SET TASK ::
Convert the material below into a two-column CSV with the headers input and output. Give one row per entry, with its text under input and its answer under output, each in a single quoted field with line breaks turned into spaces.

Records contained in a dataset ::
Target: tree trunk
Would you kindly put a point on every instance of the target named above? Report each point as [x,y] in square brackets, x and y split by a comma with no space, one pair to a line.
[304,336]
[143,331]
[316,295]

OUTPUT FOR THIS TASK ::
input,output
"Target: tree trunk Would you kindly put a point on every instance of the target named above? Report each point as [x,y] in square brackets, x and y split by a comma with no space, one pair to a line.","[304,336] [143,331] [316,295]"